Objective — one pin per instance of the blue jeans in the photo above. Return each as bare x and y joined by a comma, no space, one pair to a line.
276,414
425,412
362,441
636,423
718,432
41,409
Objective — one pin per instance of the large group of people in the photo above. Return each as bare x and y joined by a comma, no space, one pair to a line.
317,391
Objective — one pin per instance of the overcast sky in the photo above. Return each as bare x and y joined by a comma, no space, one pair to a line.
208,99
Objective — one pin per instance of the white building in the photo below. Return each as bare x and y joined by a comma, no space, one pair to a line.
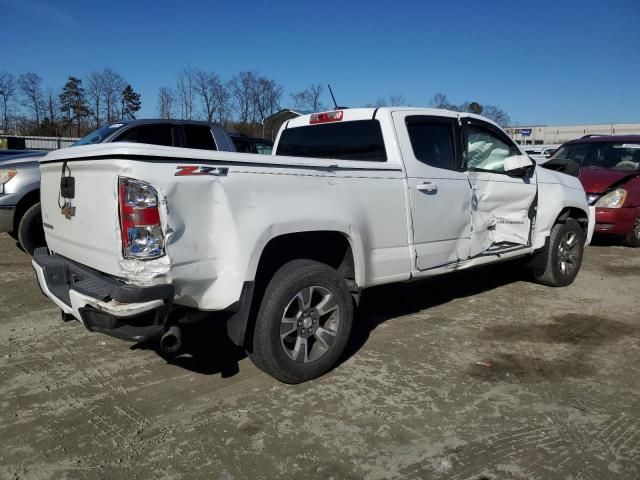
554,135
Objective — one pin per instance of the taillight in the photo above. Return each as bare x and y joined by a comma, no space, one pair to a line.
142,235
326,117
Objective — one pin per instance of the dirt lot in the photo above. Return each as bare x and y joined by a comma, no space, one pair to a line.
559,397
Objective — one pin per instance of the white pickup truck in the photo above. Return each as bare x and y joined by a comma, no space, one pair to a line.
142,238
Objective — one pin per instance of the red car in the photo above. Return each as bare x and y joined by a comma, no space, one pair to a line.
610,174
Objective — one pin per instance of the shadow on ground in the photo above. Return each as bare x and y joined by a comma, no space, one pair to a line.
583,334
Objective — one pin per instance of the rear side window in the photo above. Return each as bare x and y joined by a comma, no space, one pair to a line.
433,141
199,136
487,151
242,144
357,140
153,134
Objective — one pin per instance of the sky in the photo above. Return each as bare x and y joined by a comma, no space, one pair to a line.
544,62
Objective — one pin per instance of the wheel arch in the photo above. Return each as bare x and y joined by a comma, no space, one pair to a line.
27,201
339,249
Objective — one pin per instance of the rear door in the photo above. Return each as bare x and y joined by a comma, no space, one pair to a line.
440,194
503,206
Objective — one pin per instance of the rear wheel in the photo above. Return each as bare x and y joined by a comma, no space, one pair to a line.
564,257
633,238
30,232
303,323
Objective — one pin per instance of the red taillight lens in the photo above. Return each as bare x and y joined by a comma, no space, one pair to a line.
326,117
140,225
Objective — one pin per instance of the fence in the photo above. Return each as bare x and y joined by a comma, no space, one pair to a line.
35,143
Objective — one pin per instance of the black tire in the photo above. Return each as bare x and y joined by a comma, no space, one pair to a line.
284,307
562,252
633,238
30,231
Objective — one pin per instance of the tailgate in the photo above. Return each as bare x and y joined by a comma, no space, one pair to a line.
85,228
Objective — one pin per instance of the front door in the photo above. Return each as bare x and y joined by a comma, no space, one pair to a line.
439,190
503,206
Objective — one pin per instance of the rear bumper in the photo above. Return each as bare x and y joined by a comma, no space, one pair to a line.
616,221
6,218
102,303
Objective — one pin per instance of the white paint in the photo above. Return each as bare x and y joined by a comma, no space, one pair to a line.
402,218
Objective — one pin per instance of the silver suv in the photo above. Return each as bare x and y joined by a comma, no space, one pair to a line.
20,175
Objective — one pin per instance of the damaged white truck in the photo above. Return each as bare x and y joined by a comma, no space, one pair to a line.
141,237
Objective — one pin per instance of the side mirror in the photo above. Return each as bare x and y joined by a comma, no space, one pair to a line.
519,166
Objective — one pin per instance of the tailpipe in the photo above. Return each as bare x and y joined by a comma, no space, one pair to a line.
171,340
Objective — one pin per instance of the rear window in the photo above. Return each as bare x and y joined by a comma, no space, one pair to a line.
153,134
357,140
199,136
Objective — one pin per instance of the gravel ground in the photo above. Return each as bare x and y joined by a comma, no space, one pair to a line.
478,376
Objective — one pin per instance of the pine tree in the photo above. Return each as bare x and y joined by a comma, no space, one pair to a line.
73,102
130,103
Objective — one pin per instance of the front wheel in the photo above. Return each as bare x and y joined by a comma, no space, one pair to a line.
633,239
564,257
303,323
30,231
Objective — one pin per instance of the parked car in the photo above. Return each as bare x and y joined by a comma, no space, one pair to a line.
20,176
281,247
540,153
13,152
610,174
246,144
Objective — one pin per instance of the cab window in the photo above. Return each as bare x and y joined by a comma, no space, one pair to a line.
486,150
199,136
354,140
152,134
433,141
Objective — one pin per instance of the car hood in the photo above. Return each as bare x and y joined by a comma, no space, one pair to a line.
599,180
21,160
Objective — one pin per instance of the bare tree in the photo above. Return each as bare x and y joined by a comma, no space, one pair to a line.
▬▬▬▬▬▬▬▬▬▬
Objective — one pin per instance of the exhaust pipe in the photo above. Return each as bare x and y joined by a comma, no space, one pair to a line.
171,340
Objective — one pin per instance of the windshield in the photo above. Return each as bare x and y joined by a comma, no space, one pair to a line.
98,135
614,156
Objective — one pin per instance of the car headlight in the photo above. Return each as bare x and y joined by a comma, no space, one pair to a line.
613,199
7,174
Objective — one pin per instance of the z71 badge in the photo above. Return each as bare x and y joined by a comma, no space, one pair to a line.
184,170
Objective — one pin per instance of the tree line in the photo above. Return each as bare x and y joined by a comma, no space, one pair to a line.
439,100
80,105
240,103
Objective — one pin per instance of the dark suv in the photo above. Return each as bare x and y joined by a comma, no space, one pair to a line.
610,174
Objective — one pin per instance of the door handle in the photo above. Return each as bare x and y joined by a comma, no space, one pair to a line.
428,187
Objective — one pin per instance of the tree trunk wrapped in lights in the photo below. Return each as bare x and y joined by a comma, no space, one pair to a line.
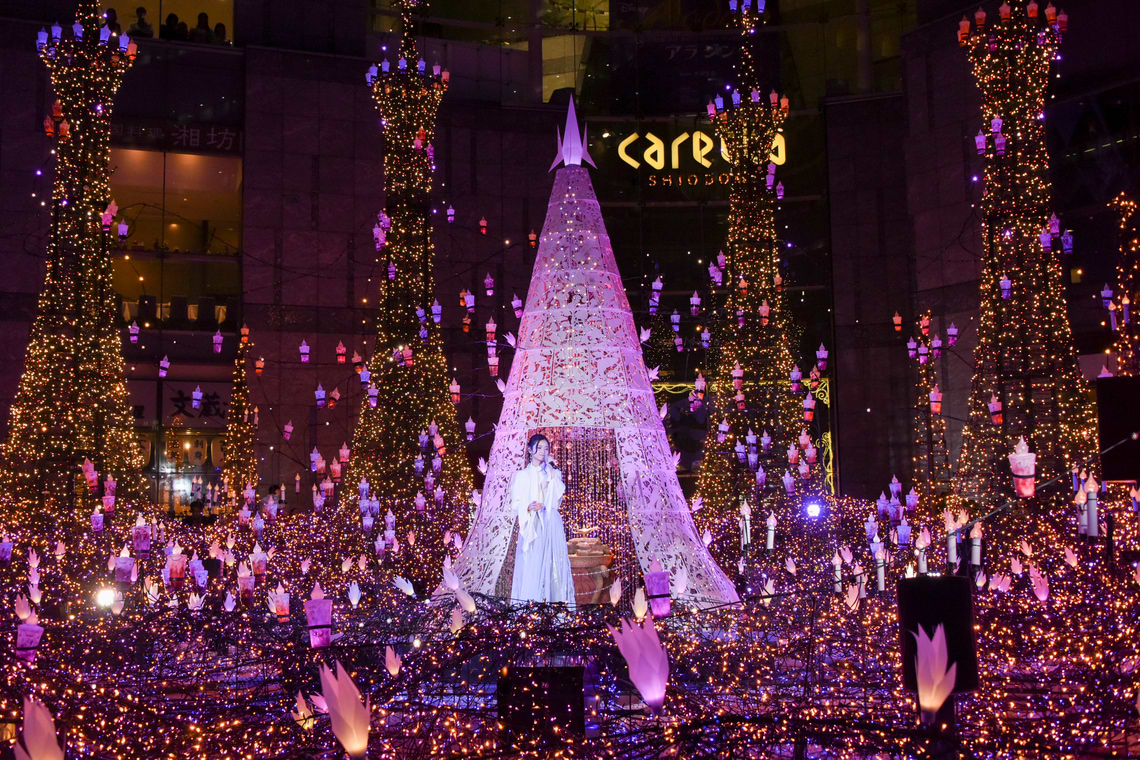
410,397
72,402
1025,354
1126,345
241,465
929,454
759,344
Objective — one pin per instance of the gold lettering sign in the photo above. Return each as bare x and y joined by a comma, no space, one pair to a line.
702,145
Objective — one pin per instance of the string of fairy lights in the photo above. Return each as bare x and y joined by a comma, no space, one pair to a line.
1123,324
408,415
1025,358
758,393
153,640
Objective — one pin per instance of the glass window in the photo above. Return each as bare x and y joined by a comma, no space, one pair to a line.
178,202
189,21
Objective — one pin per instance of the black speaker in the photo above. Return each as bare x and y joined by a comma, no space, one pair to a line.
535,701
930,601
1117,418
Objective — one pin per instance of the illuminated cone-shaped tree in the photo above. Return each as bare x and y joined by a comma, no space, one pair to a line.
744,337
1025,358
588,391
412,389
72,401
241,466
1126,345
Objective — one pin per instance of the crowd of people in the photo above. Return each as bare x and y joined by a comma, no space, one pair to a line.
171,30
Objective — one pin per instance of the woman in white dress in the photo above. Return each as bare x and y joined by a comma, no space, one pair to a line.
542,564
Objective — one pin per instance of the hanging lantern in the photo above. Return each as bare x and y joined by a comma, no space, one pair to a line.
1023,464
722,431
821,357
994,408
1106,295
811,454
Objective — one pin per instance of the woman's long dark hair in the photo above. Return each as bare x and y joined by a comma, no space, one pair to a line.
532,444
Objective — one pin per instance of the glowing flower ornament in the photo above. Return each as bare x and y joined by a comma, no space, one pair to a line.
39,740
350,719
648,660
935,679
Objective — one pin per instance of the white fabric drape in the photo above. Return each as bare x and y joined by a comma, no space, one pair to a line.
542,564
▬▬▬▬▬▬▬▬▬▬
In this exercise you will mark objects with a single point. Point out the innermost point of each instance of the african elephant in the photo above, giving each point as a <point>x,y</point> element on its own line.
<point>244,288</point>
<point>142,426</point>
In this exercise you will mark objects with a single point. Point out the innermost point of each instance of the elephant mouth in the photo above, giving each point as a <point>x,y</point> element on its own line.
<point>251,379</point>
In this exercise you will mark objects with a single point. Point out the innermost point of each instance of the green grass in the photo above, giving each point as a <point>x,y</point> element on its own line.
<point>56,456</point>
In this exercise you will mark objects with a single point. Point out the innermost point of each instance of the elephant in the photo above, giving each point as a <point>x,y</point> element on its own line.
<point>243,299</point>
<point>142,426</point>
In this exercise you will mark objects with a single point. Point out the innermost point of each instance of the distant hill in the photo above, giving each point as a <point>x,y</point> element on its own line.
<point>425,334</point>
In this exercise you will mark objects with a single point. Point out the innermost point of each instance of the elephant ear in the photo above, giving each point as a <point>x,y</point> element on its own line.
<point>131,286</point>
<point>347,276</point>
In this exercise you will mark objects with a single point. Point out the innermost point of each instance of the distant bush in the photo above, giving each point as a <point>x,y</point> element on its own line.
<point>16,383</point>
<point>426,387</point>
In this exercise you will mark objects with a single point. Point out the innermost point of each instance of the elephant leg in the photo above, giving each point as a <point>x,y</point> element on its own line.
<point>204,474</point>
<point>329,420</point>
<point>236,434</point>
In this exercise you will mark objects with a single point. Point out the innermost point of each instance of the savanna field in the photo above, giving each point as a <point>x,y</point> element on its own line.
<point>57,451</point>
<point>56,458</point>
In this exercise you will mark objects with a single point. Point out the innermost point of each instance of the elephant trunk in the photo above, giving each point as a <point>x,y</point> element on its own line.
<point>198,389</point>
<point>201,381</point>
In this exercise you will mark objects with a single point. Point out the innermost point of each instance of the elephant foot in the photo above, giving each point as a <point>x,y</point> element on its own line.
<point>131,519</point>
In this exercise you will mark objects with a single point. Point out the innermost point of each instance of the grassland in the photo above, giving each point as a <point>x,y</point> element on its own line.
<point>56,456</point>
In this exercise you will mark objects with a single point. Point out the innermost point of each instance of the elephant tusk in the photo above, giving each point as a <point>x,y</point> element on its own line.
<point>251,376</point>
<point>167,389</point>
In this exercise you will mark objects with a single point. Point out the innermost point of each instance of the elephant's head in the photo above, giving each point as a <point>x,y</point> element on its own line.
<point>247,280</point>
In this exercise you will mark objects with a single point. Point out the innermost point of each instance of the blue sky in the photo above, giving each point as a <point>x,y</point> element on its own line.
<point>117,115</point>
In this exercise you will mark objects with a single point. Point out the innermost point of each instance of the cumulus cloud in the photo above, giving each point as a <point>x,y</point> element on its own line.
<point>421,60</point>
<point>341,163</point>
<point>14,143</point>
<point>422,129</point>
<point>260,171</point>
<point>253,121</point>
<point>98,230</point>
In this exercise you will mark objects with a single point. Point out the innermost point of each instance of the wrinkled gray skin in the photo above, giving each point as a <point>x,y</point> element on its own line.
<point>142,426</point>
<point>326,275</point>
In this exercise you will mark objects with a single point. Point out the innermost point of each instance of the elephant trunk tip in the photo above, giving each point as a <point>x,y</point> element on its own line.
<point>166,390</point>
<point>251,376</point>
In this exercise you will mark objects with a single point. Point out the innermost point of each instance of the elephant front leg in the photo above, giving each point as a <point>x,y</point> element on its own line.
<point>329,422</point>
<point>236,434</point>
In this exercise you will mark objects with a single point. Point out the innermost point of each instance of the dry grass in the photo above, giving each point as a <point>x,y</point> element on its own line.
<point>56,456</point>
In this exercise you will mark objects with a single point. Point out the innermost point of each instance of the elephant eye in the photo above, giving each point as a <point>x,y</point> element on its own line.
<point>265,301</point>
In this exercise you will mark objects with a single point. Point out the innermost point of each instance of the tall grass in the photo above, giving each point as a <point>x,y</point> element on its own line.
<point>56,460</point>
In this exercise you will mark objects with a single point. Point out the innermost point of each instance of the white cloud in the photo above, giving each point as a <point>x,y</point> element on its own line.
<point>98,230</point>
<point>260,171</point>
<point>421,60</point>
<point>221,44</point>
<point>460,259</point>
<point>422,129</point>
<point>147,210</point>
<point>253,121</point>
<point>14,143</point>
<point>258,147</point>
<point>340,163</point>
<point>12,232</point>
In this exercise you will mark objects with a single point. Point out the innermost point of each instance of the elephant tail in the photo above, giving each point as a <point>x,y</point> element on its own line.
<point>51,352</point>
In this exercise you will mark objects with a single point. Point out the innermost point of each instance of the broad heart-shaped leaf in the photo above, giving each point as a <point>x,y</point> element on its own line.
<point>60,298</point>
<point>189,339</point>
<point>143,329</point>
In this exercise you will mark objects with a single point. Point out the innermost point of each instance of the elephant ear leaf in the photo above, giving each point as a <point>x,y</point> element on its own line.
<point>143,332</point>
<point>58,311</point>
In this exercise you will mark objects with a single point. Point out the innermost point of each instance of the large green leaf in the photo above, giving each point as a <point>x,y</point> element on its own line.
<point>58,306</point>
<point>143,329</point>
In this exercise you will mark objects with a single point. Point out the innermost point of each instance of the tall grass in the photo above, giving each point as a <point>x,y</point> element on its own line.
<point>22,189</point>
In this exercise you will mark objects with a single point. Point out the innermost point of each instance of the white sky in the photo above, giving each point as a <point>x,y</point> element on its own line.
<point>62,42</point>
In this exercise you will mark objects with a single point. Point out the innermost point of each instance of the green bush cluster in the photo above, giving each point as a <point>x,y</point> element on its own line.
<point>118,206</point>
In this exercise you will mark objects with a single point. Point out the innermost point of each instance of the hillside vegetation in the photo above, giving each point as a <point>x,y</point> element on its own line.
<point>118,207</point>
▬▬▬▬▬▬▬▬▬▬
What you are asked to do →
Reproduce the records above from the line containing "elephant ear leaf" up to and including the line containing "<point>58,311</point>", renaming "innermost point" to "central point" and leaving everything else unchanged.

Answer in full →
In this exercise you will mark objects with a single point. Point out the central point of each instance of the elephant ear leaf in the photo above, giving each point as a <point>x,y</point> element on its own line.
<point>143,332</point>
<point>58,311</point>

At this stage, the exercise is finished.